TASKS FOR THIS EXERCISE:
1. According to the article on solo operators building ecosystems, what share of Substack publishers reliably sustain more than $500 a month in paid subscription revenue?
2. Pick up the article on solo operators building ecosystems after its final sentence and keep writing.
*** PAGE EXTRACT ***
For a Solo Operator, Designing an Ecosystem Is Still Closer to a Slogan
Here we have to be honest about one objection. The advice to "design an ecosystem" is hard to turn into practical guidance for a solo creator or a small operator. Running a newsletter, maintaining a paid community, and analyzing reader data all demand time, money, and sustained execution. Asking someone to design an ecosystem while simultaneously producing the content is, for a one-person operation, essentially handing them the workload of two people.
The numbers bear out the difficulty. On the newsletter platform Substack, the share of publishers who reliably sustain more than $500 a month in paid subscription revenue is under 5 percent of the total. Many people start an email list and then give up, worn down by the cost and time of keeping it going. Knowing the value of an "owned channel" is one thing; keeping it running is another.
This objection is entirely valid. But the fact that building an ecosystem is hard is not grounds for pushing it down the priority list. One reason most solo operators put off building one is the expectation that "for now, I can get by on the quality of my content." Seeing how quickly generative AI is eroding that expectation is where this piece begins.
Is What You're Building an Asset, or a Lease?
If owning fandom, data, and community directly has become what matters, how can a solo operator or content director diagnose their own situation right now?
*** End of PAGE EXTRACT ***
*** DATA ***
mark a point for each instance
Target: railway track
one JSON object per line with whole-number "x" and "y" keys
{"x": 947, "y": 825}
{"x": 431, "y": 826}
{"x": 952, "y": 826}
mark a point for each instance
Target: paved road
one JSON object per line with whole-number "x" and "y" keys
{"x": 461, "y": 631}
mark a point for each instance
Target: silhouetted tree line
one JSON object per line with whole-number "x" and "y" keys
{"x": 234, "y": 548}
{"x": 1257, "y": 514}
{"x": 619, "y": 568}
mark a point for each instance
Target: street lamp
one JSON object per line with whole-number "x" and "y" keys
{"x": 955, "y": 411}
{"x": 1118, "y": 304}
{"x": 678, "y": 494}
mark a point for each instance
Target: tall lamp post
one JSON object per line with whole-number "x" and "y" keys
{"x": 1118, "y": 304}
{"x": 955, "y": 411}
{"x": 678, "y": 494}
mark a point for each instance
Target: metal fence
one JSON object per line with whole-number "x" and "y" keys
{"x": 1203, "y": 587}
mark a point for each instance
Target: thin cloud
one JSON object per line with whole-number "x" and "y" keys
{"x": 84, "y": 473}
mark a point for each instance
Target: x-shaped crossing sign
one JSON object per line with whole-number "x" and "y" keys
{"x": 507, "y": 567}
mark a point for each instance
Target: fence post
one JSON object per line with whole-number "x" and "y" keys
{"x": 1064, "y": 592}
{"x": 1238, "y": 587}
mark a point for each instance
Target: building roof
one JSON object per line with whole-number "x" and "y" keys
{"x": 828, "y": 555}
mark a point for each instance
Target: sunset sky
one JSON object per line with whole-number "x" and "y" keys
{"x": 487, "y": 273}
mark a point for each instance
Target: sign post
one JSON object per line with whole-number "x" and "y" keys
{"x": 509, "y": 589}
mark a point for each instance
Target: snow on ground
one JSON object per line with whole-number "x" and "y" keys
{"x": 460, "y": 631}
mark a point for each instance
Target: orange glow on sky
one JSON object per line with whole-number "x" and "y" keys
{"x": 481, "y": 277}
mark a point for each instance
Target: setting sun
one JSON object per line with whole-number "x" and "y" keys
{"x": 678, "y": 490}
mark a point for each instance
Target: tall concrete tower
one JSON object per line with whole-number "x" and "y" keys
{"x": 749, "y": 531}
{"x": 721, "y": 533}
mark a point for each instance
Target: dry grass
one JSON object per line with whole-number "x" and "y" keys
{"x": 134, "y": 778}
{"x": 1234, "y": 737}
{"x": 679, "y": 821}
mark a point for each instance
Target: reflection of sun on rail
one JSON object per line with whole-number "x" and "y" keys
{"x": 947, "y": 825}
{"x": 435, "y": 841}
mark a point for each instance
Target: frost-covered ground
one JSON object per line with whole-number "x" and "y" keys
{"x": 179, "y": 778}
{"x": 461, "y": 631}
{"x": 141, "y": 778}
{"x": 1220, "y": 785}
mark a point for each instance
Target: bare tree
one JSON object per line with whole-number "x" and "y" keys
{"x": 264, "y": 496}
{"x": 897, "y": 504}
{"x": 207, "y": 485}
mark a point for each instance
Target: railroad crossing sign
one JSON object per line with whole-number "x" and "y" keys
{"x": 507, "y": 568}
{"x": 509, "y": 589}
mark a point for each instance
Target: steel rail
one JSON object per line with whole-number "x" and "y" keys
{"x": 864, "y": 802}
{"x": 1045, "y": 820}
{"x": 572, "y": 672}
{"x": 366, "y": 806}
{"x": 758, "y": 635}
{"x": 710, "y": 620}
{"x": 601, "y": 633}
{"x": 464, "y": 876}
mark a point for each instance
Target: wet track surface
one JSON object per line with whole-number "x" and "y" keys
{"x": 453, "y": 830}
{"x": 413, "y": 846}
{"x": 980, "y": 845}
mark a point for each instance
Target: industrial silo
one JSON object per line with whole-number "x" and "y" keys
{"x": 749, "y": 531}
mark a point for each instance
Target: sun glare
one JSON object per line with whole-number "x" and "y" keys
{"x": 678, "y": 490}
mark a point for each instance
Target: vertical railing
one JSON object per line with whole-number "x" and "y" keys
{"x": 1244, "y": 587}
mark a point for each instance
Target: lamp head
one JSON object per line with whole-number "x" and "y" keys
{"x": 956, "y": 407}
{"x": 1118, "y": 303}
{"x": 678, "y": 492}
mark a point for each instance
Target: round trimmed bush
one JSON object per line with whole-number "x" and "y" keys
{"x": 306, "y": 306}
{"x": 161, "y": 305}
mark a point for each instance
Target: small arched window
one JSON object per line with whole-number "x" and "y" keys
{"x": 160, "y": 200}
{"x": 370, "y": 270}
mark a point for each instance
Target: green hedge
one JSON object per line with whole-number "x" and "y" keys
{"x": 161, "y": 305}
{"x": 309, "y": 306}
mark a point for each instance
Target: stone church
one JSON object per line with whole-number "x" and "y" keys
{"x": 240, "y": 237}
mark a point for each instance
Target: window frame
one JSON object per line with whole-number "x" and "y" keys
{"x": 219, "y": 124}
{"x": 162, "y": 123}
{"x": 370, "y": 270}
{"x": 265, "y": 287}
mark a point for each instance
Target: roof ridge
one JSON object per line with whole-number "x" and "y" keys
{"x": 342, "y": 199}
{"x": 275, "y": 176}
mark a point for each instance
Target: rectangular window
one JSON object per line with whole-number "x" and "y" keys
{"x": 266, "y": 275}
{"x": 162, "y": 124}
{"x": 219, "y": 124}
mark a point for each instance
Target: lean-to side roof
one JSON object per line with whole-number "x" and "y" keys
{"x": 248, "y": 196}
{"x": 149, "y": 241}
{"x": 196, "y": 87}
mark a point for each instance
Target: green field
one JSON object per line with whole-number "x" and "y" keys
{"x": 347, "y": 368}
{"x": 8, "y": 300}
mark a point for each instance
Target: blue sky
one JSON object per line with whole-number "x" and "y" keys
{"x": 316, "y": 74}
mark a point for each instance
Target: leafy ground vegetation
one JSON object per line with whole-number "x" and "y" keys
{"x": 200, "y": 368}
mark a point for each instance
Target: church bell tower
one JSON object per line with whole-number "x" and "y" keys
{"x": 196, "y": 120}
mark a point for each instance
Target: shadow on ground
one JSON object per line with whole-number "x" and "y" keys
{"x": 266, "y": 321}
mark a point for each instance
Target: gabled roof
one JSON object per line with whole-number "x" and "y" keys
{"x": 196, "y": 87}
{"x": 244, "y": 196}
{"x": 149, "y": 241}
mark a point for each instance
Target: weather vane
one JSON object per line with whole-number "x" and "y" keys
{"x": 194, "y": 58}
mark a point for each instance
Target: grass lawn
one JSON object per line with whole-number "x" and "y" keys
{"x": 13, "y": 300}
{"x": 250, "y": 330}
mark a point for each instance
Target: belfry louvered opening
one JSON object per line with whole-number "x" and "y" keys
*** End of DATA ***
ANSWERS FOR THE TASKS:
1. Under 5 percent of the total.

2.
One approach is to look not at the surface of a product or service but at the depth of the relationship it leaves behind. Experts with long hands-on experience in marketing and design repeatedly observe that consumers respond less to the product itself than to the experience and sense of belonging it creates. The view is that buying something is less about mere ownership and closer to taking part in the worldview the brand expresses. Seen this way, the polish of content does the work of drawing people in for the first time, while the ecosystem handles the structure that makes them stay.
A workable self-check starts with a simple question. Begin by confirming whether you have a channel that connects you directly to your readers and subscribers — an email list, a KakaoTalk channel (Korea's dominant messaging app), a Telegram group, any route that lets you communicate directly without passing through a platform's algorithm. Your follower count on social media has nothing to do with this question.
Next, consider whether anyone would still search your name three months from now if you stopped what you're doing today. If you've steadily built up a body of content and recognition within a community, people will "come looking" even after a platform disappears. That is the moment your relationship with your fans begins to move from a lease to ownership.
You also need to check whether the content you make is accumulating data. If you can track which topics get a response, and which formats get read at which times of day, your content production grows more precise over time. Raising polish alone, without response data, is much like stubbornly holding the same course with no feedback.
Building an ecosystem doesn't mean constructing a major platform yourself. Even an email list of 200 people, if you can manage it directly, may be a more stable asset than 20,000 followers propped up by a platform. Start small, but secure at least one connection that doesn't depend on a platform — that's the starting point.
The ability to make content well still matters. But in a market where that alone guarantees nothing, it's worth asking, at least once, whether what you're building right now is a "body of work" or a "relationship."